Exercise requirements —
Pictures do not belong in the copy; restate the records below word for word.

Given records —

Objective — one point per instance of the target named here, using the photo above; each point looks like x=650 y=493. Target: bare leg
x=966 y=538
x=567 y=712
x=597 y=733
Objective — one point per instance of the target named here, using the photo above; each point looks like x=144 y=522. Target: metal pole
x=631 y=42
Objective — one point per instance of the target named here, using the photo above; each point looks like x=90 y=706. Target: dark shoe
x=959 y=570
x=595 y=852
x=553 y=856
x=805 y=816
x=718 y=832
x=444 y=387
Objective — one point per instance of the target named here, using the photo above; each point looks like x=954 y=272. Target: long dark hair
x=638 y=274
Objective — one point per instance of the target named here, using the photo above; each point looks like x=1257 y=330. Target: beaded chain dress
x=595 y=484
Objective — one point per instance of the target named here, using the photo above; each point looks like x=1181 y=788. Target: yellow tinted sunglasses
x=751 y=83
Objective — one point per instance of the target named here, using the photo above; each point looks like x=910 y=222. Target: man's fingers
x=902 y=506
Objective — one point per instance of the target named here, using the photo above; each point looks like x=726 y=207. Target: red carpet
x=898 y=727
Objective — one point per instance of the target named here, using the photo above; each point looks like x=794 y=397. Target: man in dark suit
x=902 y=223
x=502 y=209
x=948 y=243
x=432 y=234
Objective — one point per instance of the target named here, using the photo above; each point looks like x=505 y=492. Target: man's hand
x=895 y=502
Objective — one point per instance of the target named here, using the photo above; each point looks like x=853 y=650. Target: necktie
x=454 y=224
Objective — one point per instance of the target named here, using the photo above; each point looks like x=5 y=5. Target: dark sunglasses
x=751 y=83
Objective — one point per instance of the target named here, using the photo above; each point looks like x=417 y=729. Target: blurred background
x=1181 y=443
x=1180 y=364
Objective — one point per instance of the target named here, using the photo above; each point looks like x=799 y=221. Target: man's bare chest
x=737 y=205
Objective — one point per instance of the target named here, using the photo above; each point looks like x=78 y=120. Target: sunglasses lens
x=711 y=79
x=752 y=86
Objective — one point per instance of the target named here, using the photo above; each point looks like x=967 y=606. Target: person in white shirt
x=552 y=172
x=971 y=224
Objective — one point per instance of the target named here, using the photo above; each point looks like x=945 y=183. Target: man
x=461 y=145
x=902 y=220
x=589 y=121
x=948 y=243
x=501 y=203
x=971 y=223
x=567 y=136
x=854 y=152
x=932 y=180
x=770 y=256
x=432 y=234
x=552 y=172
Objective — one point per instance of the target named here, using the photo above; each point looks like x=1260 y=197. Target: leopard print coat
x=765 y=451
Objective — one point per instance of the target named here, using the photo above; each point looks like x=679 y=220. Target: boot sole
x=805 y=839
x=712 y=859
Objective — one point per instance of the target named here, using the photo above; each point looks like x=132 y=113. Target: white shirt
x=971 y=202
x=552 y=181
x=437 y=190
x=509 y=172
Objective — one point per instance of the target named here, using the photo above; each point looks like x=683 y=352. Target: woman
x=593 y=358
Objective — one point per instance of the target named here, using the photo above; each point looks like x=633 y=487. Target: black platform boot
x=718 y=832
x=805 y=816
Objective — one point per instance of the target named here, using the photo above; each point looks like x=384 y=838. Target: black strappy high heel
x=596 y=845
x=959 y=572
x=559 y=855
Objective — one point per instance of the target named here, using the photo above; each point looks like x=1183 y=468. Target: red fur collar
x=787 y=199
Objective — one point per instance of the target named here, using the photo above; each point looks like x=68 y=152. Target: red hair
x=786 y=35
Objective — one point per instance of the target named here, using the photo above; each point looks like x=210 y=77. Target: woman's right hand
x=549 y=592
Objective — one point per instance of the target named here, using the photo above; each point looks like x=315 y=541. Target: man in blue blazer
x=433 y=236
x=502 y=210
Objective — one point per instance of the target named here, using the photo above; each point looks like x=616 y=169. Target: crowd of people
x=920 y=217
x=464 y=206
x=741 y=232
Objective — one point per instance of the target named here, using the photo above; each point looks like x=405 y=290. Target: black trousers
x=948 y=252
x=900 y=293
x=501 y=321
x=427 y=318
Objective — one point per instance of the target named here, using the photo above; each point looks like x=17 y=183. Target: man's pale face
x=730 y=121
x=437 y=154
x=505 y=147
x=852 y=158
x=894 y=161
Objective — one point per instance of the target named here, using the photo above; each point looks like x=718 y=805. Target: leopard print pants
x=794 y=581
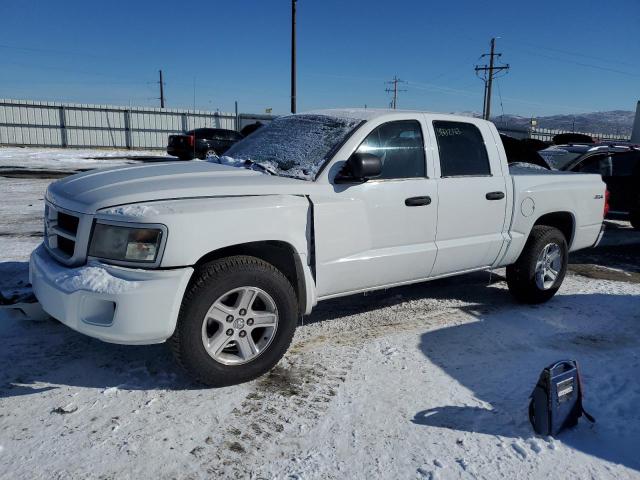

Response to the task —
Objective — one point per instance of the target named here, using the photo above; each point looks like x=650 y=493. Target: bare leg
x=966 y=538
x=567 y=712
x=597 y=733
Objective — one point per instance of the target named here, using the photo above; each point looks like x=144 y=522. Target: metal pole
x=631 y=42
Objective — one point per instance of the target named here, using the photo above; each point looks like x=90 y=706. Target: dark shoe
x=959 y=570
x=595 y=852
x=553 y=856
x=805 y=816
x=718 y=832
x=444 y=387
Objective — one point per instance of the target named here, using the photo above; each point looks like x=954 y=272. Target: long dark hair
x=638 y=274
Objective — one point per instance of the target named here, using the photo above; each point looks like x=1257 y=330. Target: beaded chain dress
x=595 y=484
Objective — one point per instance of the target named here, using the photo above; each point looks like x=1181 y=788. Target: yellow tinted sunglasses
x=751 y=83
Objective — one point per instance of the target named here, using the photo above; each point looks like x=910 y=222. Target: man's fingers
x=902 y=506
Objective — one point per instance of the target named here, using the photo above; each point looks like x=726 y=207. Target: red carpet
x=898 y=727
Objective — one point per instance of the target named here, using the photo above; each point looks like x=794 y=397. Target: man in dark suit
x=902 y=223
x=502 y=209
x=948 y=243
x=432 y=234
Objective — one point per instance of the target named here, using the photo above; each point looks like x=505 y=492. Target: man's hand
x=895 y=502
Objective — one point per instance of the target named here, using the photo above; each point looks like x=853 y=650. Target: necktie
x=454 y=224
Objective — one point per instance of the target named here, using the photo above; each point looks like x=5 y=5. Target: dark sunglasses
x=751 y=83
Objective — one point per instance of the target named here, using the photo above; each point looks like x=417 y=729. Target: blurred background
x=1181 y=443
x=1180 y=364
Objective — one point per instance of the target named here, using the photo above; each point looks like x=799 y=221. Target: man's bare chest
x=737 y=205
Objective — one point per instance of the target named here, using the photo above; each point looks like x=78 y=120. Target: sunglasses lens
x=711 y=79
x=752 y=86
Objective — one point per instance of the target named here, using the photo above; each point looks like x=967 y=606. Target: person in white shirt
x=552 y=172
x=971 y=224
Objective — one point per instance of the target named here, using the photo above; each point looks like x=945 y=183. Target: man
x=461 y=145
x=902 y=220
x=589 y=121
x=948 y=243
x=501 y=203
x=971 y=223
x=567 y=136
x=854 y=152
x=932 y=180
x=770 y=256
x=432 y=234
x=552 y=172
Objective — one point per instance of the target named here, using the photo above; each point looks like x=1260 y=197. Target: leopard print coat
x=765 y=451
Objective — one point per instance of the target named here, using the photo above; each point looks like x=679 y=220. Target: boot sole
x=805 y=839
x=712 y=859
Objective — one point per instance of the target named here, using the photo above; each point looks like x=132 y=113. Target: white shirt
x=971 y=202
x=552 y=181
x=437 y=190
x=509 y=172
Objective — one point per instance of the target named here, using the photo above; each point looks like x=683 y=352. Target: woman
x=593 y=358
Objective — one point per instance of the target named here, using the photo above; each point looks like x=633 y=487. Target: black platform boot
x=718 y=832
x=805 y=816
Objective — one point per instance of the target named here, using the photo above; each point looks like x=384 y=838. Target: black strappy high heel
x=596 y=845
x=959 y=572
x=559 y=855
Objective — one point per instance of the target named here, using the photo above; each point looks like x=1183 y=468. Target: red fur collar
x=787 y=199
Objective — one point per instance of the target named here, using the photo above; each point looks like x=68 y=152. Target: red hair
x=786 y=35
Objective — one point per instance of the target named here, using the photo above; each point looks like x=210 y=77. Target: woman's right hand
x=549 y=592
Objective — one point per instance of the target named here, using the photo above; each point looks like x=315 y=541. Target: man in blue blazer
x=433 y=236
x=502 y=210
Objective — one point per instance of the target named here, using the photo above; each point looks like x=616 y=169. Target: crowd of people
x=920 y=217
x=464 y=206
x=741 y=232
Objective — one point per instance of the target named here, using the photo above; each point looks like x=405 y=290. Target: black trousers
x=948 y=252
x=900 y=293
x=501 y=321
x=427 y=318
Objective — one point per instance of the target named here, using the photo above; each point looks like x=17 y=183. Target: man's pale face
x=730 y=121
x=437 y=154
x=505 y=147
x=852 y=158
x=894 y=161
Objective — one point per instance of the target named here, using the photo above; each point looks like x=718 y=805. Target: leopard print pants
x=794 y=581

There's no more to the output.